##### Material supplied

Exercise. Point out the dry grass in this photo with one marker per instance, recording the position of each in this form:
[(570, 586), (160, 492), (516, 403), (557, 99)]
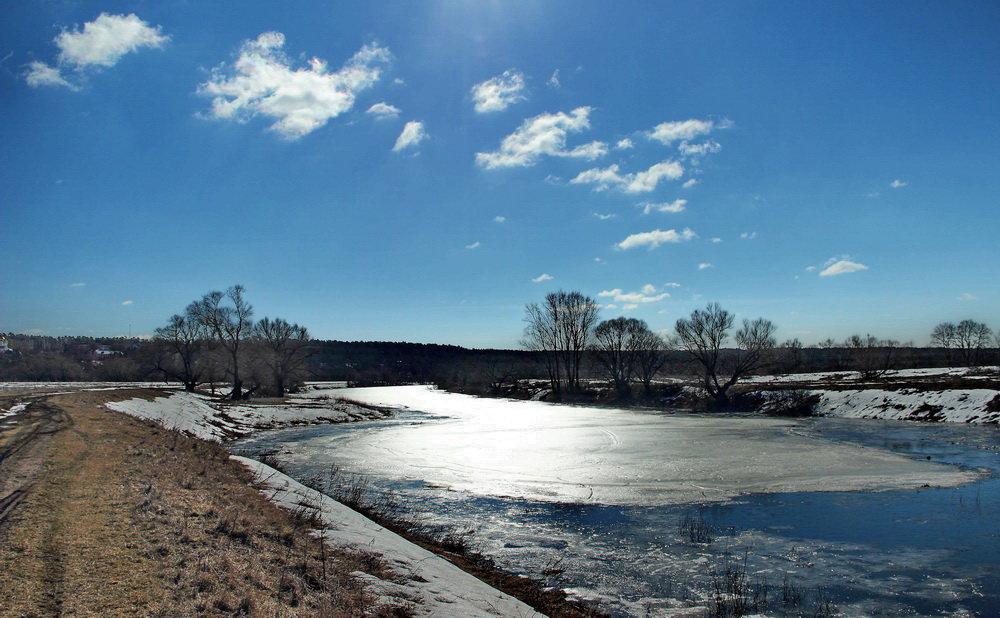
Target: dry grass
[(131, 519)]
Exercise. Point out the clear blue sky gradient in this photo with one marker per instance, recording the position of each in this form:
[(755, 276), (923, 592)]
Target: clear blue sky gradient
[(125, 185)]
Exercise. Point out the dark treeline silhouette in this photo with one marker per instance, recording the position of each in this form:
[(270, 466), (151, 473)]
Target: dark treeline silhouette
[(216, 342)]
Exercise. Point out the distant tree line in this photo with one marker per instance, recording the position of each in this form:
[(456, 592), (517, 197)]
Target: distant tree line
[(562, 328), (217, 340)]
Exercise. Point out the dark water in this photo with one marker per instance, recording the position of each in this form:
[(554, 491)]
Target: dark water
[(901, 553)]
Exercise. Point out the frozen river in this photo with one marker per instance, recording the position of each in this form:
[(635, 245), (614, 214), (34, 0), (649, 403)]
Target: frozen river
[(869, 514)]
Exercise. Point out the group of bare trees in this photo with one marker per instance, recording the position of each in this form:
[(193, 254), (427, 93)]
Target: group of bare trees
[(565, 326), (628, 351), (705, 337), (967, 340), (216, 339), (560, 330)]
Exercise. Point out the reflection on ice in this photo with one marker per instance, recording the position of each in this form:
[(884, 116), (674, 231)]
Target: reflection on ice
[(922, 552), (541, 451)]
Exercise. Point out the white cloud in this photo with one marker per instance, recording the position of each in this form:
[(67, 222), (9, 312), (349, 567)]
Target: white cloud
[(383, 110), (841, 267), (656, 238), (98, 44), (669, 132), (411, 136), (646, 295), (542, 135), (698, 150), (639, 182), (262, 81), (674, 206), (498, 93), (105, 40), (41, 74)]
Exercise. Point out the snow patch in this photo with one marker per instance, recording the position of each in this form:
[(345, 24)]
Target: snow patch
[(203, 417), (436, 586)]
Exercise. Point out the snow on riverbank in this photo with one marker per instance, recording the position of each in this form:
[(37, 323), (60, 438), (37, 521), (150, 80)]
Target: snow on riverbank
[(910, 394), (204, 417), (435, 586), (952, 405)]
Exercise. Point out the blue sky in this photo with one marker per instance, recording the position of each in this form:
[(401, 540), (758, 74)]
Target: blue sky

##########
##### Material supplied

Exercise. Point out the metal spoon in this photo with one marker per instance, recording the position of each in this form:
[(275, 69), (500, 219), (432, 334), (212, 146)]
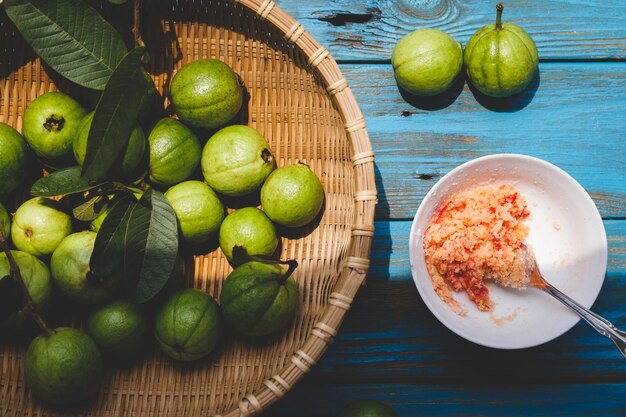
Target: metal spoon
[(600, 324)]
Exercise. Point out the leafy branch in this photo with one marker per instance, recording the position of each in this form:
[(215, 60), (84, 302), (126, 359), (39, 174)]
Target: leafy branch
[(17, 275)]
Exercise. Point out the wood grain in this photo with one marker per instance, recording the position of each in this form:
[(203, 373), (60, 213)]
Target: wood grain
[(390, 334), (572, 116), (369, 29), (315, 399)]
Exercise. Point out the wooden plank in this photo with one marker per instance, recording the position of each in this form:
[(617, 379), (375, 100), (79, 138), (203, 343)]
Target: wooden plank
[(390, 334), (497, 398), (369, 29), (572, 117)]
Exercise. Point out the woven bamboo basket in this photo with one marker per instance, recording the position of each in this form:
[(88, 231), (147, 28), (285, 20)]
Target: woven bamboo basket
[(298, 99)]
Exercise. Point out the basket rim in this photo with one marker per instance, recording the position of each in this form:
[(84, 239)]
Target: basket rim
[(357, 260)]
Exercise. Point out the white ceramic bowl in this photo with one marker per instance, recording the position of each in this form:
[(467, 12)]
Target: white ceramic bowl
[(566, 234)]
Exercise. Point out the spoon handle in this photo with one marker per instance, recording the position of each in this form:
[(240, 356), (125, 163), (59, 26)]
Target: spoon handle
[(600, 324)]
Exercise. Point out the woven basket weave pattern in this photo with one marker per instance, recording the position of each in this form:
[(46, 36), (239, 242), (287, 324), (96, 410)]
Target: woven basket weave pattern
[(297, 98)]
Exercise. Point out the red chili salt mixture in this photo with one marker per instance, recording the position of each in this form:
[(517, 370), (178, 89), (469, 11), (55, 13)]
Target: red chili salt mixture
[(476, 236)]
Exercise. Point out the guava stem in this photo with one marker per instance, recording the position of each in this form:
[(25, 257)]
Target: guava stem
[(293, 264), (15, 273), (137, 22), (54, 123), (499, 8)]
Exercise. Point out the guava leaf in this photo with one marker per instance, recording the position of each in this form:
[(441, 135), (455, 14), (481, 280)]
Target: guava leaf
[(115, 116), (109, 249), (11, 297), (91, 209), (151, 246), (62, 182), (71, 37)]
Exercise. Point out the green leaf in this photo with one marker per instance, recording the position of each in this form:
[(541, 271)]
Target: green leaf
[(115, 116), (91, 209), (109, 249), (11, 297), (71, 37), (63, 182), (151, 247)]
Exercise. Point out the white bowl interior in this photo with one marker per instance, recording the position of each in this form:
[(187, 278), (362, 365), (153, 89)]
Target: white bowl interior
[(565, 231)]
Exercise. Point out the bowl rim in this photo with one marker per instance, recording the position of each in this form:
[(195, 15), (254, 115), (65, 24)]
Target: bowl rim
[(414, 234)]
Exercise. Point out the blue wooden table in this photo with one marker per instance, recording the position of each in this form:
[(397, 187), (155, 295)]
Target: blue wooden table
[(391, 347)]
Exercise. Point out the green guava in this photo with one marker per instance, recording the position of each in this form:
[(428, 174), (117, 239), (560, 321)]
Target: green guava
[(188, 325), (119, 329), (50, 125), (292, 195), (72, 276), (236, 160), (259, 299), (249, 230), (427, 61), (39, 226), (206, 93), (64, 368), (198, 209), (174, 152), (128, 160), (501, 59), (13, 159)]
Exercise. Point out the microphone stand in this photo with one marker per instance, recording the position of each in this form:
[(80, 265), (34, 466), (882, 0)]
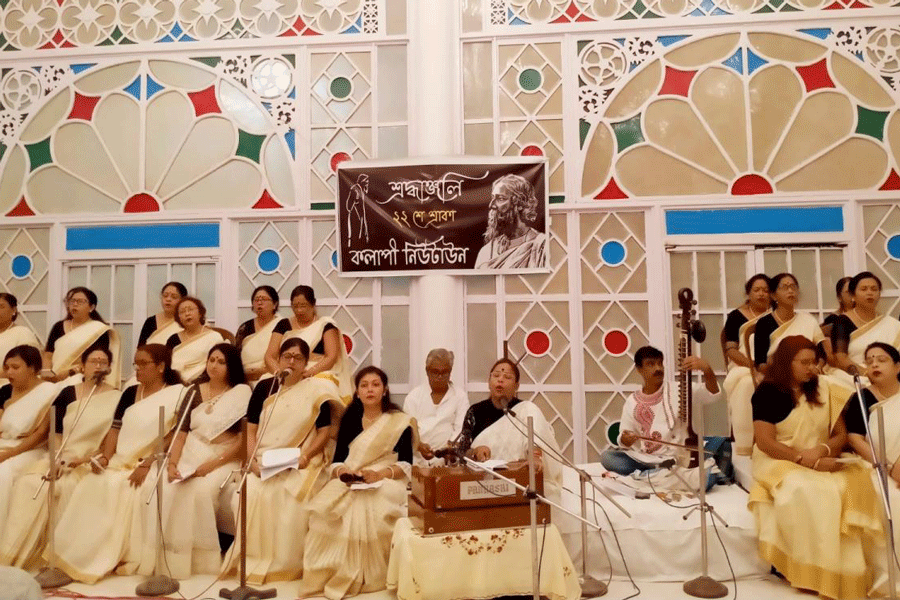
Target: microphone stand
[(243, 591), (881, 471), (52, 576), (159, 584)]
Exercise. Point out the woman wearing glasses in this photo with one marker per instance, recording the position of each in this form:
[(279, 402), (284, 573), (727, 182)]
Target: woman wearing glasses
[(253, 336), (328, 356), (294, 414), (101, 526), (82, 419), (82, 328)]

##########

Count the lines of the records that contain the string "patch", matching case exactly, and reply with the number alone.

2